**Selected excerpt**

━━━━━━

# Milling Table On Drill Press?



## taycat (Aug 7, 2015)

picked nice drill press from factory closure ( thats now 6 i have).
no table with it as they had jig on it, as got rack and gear still on it so fitting table pce of cake.
thing is someone i know is getting rid of milling machine ( benchtop type ) as needs all new bearings in head and motor is naff.
i can have it for scrap value, is it going to be worth trying to fit table from it to drill?


----------



## T Bredehoft (Aug 7, 2015)

A mill table  under a drill press head should be very nice for drilling accurately placed  holes, but the bearings in a drill press spindle will not take side loading, so I wouldn't mill on it. 

Be aware that the weight of the Mill Table will be far more than the drill press platform, and perhaps shouldn't be hung from the column, but supported by the base.


----------



## mike837go (Aug 7, 2015)

Another vote for "Go for it!"

Definitely will help getting the work piece aligned for drilling. Instead of it wandering off as you tighten the vise.


----------



## taycat (Aug 7, 2015)

won't use it for milling.
got project coming up that it'll be gret for.


----------



## Bill Gruby (Aug 7, 2015)

A better idea since there is no table would be a Rotary Table with XY capabilities.

"Billy G"


----------



## kwoodhands (Sep 27, 2015)

taycat said:


> picked nice drill press from factory closure ( thats now 6 i have).
> no table with it as they had jig on it, as got rack and gear still on it so fitting table pce of cake.
> thing is someone i know is getting rid of milling machine ( benchtop type ) as needs all new bearings in head and motor is naff.
> i can have it for scrap value, is it going to be worth trying to fit table from it to drill?



I had a milling table on my larger drill press, not from a used machine but a new purchase.Worked very well for accurate drilling of parts.I removed it ,still have it but not on the drill press. I'll put it back when needed.
mike


----------



## kd4gij (Sep 28, 2015)

I have an x y table on my drill press also. For drilling of cores.


----------



## louosten (Oct 4, 2015)

I have an older, heavy, 16" bench drill press that I'd like to do some part time 'light' milling on. I've done this on my 10" Craftsman bench model. Yes, it's not set up for milling, and the single row ball bearings near the chuck do not handle side loads, but you can do it if you're careful and take light cuts. The bearings 'take it on the chin' and will probably suffer an early demise, so keep I this in mind.

━━━━━━

**Supplied information**

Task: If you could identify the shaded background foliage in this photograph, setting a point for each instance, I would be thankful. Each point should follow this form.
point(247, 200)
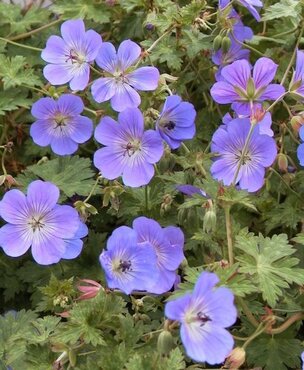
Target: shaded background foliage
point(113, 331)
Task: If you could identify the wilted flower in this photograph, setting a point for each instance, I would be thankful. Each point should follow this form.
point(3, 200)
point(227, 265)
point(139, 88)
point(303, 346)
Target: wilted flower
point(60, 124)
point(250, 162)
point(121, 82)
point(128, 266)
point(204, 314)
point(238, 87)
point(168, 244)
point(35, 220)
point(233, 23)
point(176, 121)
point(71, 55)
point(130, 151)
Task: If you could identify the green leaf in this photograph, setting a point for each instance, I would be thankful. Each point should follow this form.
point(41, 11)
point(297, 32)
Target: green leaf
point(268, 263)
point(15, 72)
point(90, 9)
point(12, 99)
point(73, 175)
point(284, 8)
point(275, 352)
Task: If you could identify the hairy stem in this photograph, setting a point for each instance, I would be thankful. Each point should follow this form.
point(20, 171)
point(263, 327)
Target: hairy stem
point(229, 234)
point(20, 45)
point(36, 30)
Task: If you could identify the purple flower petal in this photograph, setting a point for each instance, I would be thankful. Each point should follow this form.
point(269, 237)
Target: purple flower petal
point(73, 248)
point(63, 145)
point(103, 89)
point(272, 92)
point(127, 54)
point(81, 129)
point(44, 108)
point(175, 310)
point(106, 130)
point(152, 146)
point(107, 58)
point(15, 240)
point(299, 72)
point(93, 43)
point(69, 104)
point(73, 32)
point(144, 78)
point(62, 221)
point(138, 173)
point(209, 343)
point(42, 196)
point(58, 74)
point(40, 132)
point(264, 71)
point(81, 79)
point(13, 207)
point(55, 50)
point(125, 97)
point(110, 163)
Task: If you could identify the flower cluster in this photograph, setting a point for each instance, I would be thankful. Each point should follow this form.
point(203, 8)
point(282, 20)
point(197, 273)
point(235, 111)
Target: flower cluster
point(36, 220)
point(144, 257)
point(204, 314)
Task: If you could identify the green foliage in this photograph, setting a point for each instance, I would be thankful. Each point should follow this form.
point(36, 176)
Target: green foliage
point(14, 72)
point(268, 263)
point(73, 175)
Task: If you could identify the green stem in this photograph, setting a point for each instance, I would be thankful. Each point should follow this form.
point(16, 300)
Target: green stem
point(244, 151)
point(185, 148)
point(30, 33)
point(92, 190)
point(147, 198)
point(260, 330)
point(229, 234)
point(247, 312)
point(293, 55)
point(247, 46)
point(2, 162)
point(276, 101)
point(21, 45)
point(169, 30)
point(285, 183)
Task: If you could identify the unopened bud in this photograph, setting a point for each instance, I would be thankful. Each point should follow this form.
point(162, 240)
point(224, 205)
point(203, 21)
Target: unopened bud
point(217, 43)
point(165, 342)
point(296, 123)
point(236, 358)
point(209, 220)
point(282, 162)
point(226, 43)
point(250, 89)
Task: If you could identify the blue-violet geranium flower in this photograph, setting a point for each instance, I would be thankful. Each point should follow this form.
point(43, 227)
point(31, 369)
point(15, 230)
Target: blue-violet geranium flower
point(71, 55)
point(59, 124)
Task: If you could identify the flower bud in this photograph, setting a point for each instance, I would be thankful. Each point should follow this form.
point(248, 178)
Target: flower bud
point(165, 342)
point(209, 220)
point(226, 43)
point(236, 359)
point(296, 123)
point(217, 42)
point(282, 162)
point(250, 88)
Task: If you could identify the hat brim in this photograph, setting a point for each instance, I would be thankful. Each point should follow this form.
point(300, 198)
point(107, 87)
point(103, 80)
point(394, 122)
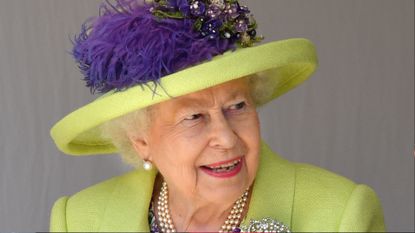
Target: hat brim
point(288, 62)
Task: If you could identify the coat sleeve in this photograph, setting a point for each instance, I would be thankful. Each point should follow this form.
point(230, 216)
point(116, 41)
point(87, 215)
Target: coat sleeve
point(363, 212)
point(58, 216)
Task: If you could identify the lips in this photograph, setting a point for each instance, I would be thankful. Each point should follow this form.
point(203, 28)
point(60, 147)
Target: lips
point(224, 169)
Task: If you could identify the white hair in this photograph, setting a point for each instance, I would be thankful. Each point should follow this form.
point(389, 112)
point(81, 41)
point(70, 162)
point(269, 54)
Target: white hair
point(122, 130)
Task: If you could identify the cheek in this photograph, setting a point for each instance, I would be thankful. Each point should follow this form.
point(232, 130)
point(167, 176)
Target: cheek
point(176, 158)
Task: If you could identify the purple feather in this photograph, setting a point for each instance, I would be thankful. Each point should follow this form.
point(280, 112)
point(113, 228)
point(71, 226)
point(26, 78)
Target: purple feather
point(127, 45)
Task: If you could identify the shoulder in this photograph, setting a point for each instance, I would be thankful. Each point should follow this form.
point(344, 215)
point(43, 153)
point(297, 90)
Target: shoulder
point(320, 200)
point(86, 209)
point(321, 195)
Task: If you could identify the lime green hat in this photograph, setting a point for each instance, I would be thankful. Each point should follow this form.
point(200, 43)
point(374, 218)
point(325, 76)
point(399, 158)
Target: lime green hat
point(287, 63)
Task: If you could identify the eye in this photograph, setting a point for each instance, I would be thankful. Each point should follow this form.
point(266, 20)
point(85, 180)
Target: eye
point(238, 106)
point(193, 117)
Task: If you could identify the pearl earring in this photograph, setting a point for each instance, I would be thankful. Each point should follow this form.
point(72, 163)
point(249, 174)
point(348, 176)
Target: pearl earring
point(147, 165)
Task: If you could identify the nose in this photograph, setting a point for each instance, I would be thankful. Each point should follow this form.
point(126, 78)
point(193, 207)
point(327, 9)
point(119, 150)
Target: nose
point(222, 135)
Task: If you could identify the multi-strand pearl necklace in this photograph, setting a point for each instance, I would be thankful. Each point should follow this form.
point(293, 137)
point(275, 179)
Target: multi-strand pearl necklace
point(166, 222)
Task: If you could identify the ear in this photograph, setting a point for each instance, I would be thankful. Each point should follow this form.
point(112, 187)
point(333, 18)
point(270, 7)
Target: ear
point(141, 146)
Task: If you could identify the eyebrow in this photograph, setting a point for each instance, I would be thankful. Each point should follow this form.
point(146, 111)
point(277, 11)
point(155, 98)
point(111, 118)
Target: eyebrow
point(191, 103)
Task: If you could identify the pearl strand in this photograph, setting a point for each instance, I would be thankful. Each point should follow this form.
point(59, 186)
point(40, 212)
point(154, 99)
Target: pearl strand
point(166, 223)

━━━━━━

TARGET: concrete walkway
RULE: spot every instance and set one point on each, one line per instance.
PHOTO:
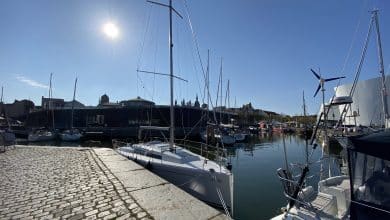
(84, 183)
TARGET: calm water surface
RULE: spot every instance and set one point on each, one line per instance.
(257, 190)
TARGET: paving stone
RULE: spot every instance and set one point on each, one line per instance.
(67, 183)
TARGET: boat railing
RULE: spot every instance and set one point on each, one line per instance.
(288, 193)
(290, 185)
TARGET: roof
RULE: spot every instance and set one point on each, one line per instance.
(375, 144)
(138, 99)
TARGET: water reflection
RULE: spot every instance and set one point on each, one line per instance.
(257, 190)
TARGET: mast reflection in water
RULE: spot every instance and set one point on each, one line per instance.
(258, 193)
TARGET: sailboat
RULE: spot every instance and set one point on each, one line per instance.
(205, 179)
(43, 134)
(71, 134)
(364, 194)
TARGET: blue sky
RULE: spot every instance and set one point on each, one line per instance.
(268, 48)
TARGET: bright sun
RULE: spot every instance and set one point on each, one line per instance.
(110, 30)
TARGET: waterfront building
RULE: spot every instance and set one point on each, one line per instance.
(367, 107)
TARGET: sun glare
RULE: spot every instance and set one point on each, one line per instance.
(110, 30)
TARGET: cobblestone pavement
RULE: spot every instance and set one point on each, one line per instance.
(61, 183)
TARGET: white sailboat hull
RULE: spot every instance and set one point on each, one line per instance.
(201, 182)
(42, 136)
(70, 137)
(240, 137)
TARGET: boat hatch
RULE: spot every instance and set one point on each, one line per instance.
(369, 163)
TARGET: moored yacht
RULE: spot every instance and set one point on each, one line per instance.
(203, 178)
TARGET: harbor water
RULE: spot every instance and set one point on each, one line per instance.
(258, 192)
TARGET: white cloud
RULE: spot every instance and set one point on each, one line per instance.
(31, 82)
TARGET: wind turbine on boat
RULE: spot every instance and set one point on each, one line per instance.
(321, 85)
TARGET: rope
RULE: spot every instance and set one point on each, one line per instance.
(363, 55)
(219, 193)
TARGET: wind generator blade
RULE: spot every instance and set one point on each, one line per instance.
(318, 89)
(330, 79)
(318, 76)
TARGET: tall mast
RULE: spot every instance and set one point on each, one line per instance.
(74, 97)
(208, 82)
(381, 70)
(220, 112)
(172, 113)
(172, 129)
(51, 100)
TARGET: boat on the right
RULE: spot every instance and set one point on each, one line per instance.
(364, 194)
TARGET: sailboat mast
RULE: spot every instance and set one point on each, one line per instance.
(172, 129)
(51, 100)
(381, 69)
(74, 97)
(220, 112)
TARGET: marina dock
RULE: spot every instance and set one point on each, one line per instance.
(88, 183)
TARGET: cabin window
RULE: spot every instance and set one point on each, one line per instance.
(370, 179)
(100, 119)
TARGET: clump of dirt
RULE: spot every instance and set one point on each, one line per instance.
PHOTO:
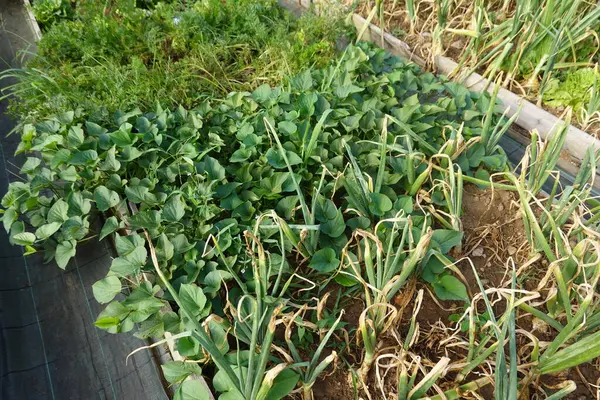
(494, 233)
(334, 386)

━━━━━━

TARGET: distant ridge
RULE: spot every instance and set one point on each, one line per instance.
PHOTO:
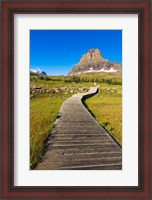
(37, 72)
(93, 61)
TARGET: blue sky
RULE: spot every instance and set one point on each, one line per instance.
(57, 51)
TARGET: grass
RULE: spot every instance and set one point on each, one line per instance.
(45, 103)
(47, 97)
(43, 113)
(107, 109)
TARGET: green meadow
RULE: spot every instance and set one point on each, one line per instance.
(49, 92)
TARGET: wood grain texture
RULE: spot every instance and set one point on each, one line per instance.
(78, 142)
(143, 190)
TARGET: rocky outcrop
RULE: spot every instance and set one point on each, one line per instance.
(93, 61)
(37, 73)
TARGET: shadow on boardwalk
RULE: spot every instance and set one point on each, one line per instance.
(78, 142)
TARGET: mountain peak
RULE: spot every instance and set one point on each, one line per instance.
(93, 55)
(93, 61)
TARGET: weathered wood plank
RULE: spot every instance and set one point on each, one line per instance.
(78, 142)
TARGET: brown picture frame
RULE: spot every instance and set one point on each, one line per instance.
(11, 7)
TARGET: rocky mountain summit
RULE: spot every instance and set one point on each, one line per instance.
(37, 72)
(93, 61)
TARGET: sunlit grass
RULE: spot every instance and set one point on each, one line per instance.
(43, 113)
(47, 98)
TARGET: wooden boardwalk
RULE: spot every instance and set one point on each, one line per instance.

━━━━━━

**Things to do**
1 – In the drill press thread, what reason does T Bredehoft give for not milling on a drill press?
2 – Extend the forum thread about putting a milling table on a drill press, starting right after its last sentence.

**Answer set**
1 – The bearings in a drill press spindle will not take side loading.

2 –
My question, in rebuilding the old machine, is, are there double row bearings available that you can obtain to replace the older single row OEM bearings, thereby being better able to handle the side loads? The quill and chuck on this old machine are pretty beefy and there is very little distance between the two, making it fairly rigid. I have an x/y table that would clamp nicely to the base, which has a machined T-slot surface.

Seems doable, and some of you may have already performed this modification on other machines. Let me know, and thanks in advance!


----------



## David S (Oct 4, 2015)

Lou the use of a drill press for milling has been discussed in other threads.  Most advise against for the bearing issue you mentioned, plus not recommending using a milling cutter in a drill chuck.

Having said that I have been using a bench top JET circa 1970's made in Japan drill press with an X-Y table for over 5 years with good success.  I mainly mill aluminum and brass for repair old clocks.

I suggest you measure the TIR of the spindle at the chuck before you begin.  Mine is still under 0.0015".  I had to modify the down feed so it can be advanced and held in position, and I added a DRO for the Z axis.   My X-Y table didn't come with locks so I modified a gib screw on each axis to provide the locks.

David


----------



## John Hasler (Oct 4, 2015)

David S said:


> plus not recommending using a milling cutter in a drill chuck.


I have a fix for that, provided that the slots for using a drift to drive out a taper are accessible when the quill is up.


----------



## David S (Oct 4, 2015)

John Hasler said:


> I have a fix for that, provided that the slots for using a drift to drive out a taper are accessible when the quill is up.



Oh thank you.  I don't need a fix.  I simply chuck the end mill in the three jaw chuck.  I was just stating that most will advise against it.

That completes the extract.